START Text shown

Version: 2.0.1

CSV Import Tool

CSV is a universal and very versatile data format used to store large quantities of data. Each Memgraph database instance has a CSV import tool installed called mg_import_csv. The CSV import tool should be used for initial bulk ingestion of data into the database. Upon ingestion, the CSV importer creates a snapshot that will be used by the database to recover its state on its next startup.

If you are already familiar with the Neo4j bulk import tool, then using the mg_import_csv tool should be easy. The CSV import tool is fully compatible with the Neo4j CSV format. If you already have a pipeline set-up for Neo4j, you should only replace neo4j-admin import with mg_import_csv.

info

For more detailed information about the CSV Import Tool, check our Reference guide.

How to use the CSV Import Tool?

Docker 🐳
Linux

note

If you installed Memgraph through Docker Hub, the name of the Docker image memgraph should be replaced with memgraph/memgraph-platform if you didn't change the image tag.

If you installed Memgraph using Docker, you will need to run the importer using the following command:

docker run -v mg_lib:/var/lib/memgraph -v mg_import:/import-data --entrypoint=mg_import_csv memgraph

caution

This is an incomplete command as it's missing the files that need to be imported. It will result with a The --nodes flag is required! error. You can find a complete example below.

For information on other options, run:

docker run --entrypoint=mg_import_csv memgraph --help

The import tool is run from the console, using the mg_import_csv command. The tool should be run as user memgraph, using the following command:

sudo -u memgraph mg_import_csv

For information on other options, run:

sudo -u memgraph mg_import_csv --help

Below, you can find two examples of how to use the CSV Import Tool depending on the complexity of your data:

One type of nodes and relationships
Multiple types of nodes and relationships

caution

It is also important to note that importing CSV data using the mg_import_csv command should be a one-time operation before running Memgraph. In other words, this tool should not be used to import data into an already running Memgraph instance.

END Text shown
START Dataset

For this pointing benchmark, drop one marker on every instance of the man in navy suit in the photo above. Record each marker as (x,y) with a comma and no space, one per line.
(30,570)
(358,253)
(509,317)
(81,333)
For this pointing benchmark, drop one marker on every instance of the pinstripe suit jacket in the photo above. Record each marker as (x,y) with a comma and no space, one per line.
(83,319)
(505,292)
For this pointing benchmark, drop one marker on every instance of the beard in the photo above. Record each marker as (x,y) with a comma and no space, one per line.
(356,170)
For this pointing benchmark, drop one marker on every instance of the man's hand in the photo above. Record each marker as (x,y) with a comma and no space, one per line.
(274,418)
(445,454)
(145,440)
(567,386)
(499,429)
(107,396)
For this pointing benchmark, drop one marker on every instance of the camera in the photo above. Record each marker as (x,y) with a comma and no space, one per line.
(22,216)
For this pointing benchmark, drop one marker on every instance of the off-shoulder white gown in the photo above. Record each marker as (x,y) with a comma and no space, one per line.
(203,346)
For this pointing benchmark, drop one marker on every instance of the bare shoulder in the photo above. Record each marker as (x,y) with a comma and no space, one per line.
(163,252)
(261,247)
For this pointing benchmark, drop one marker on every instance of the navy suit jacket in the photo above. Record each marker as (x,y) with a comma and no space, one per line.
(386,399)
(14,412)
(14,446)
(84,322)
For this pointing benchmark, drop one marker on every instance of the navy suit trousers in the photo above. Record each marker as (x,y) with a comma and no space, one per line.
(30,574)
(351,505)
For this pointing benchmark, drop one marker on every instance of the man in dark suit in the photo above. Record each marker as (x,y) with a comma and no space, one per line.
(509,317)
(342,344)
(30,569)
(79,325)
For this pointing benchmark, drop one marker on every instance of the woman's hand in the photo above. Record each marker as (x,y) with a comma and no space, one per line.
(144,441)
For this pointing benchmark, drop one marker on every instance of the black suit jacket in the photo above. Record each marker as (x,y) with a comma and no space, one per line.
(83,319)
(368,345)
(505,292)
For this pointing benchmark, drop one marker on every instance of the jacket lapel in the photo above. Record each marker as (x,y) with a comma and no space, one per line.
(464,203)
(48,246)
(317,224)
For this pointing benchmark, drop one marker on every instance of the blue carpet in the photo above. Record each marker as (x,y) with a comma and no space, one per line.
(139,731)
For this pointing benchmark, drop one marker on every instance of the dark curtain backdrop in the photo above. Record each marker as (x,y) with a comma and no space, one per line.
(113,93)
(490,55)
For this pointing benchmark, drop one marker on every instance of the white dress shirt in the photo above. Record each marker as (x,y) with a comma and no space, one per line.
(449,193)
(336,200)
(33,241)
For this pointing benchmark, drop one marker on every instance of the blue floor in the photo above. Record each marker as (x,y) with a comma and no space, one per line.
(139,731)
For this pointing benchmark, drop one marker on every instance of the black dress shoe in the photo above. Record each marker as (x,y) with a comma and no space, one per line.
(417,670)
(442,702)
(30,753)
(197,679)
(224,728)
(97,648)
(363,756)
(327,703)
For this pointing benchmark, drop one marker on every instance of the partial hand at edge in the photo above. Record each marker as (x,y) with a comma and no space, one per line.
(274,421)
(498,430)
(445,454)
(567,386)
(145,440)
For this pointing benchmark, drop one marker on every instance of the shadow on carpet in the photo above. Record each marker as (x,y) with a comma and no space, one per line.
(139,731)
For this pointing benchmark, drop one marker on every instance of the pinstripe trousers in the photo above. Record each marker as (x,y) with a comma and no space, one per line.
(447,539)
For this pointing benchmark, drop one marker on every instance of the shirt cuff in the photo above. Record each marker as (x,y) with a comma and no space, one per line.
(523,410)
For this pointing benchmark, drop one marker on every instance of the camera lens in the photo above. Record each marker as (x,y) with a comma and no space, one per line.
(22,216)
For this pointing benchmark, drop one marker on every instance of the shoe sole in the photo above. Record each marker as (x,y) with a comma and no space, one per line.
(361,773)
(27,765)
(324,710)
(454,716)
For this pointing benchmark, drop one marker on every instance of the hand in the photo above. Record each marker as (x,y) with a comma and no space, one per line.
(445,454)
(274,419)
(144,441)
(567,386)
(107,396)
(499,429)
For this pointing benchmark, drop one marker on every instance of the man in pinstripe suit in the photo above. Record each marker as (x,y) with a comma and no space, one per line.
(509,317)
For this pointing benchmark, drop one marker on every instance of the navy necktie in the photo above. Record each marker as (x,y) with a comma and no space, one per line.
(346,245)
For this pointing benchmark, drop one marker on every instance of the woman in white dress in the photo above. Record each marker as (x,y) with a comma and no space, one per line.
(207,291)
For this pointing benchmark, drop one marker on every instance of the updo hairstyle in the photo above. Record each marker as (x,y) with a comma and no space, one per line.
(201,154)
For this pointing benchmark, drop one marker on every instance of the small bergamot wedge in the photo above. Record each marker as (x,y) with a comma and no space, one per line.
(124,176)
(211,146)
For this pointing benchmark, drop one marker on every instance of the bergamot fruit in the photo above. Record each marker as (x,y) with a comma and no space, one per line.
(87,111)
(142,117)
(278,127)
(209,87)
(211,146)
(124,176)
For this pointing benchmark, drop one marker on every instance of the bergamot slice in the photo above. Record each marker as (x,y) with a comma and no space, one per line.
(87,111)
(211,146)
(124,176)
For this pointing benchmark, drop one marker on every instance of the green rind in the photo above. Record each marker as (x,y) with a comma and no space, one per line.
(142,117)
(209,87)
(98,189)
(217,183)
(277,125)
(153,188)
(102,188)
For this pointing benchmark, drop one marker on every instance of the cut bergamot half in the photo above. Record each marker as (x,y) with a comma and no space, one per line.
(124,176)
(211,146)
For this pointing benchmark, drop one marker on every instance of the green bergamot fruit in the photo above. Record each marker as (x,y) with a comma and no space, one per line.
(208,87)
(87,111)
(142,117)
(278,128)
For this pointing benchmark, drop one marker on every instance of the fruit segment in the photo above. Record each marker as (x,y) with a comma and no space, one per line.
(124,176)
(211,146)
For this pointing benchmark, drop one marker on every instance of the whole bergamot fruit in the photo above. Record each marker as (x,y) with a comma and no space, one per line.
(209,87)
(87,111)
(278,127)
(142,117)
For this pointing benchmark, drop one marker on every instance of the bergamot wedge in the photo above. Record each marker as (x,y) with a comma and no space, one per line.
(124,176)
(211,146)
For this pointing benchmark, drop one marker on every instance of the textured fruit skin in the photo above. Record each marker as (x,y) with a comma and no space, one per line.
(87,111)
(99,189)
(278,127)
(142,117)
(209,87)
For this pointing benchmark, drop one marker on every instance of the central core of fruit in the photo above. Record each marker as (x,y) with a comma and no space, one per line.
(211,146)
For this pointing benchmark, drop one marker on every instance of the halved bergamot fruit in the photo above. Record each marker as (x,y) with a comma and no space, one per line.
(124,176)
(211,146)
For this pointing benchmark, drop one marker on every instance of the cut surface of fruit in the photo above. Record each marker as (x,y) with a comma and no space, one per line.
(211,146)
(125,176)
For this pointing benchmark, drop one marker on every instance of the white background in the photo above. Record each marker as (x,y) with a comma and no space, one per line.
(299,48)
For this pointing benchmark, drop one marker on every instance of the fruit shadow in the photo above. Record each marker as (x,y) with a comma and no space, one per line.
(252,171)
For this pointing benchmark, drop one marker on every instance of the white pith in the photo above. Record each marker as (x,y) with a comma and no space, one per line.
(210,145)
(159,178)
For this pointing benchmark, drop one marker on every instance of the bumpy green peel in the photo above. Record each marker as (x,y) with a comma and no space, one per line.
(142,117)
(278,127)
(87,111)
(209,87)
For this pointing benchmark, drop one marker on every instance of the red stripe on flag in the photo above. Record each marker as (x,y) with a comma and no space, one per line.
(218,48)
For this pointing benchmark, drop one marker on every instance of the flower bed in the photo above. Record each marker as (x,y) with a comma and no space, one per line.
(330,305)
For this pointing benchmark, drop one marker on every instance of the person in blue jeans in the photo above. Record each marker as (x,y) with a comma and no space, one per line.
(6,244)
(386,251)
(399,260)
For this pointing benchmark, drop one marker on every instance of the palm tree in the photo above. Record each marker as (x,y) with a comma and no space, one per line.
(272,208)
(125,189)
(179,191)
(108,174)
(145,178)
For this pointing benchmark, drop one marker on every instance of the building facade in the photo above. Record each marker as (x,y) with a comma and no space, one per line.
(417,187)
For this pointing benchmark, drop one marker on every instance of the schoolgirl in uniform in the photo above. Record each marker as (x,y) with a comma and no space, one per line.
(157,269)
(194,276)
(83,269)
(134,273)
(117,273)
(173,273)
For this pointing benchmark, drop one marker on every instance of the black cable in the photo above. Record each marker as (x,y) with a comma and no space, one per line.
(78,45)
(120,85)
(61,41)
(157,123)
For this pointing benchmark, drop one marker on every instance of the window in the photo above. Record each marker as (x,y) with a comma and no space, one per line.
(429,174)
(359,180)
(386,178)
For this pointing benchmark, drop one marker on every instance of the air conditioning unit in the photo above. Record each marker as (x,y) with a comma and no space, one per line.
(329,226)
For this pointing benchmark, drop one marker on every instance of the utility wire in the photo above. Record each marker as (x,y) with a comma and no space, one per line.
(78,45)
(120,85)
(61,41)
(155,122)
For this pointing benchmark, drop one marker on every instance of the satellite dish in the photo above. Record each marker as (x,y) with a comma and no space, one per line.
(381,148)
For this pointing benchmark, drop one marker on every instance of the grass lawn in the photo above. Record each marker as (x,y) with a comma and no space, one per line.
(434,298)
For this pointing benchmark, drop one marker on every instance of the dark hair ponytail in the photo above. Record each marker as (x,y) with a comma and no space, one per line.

END Dataset

● **What to do**:
a) In two sentences, sum up the CSV import page.
b) Echo the CSV import page word for word, starting with "If you are already" and going on through "our Reference guide.".
c) Check each statement against the CSV import page and answer yes or no, quoting the words that settle it: (i) The tool is fully compatible with the Neo4j CSV format. (ii) The tool may be used to import data into an already running Memgraph instance. (iii) The tool should be run as user root.
You can set the lines aside, since they aren't needed here.

● **The solutions**:
a) Every Memgraph instance includes mg_import_csv, a tool for the initial bulk ingestion of CSV data that creates a snapshot the database uses to recover its state on its next startup. It is fully compatible with the Neo4j CSV format and should be run only once before Memgraph starts, not against an already running instance.

b)
If you are already familiar with the Neo4j bulk import tool, then using the mg_import_csv tool should be easy. The CSV import tool is fully compatible with the Neo4j CSV format. If you already have a pipeline set-up for Neo4j, you should only replace neo4j-admin import with mg_import_csv.

info

For more detailed information about the CSV Import Tool, check our Reference guide.

c)
(i) Yes: "The CSV import tool is fully compatible with the Neo4j CSV format."
(ii) No: "this tool should not be used to import data into an already running Memgraph instance."
(iii) No: "The tool should be run as user memgraph"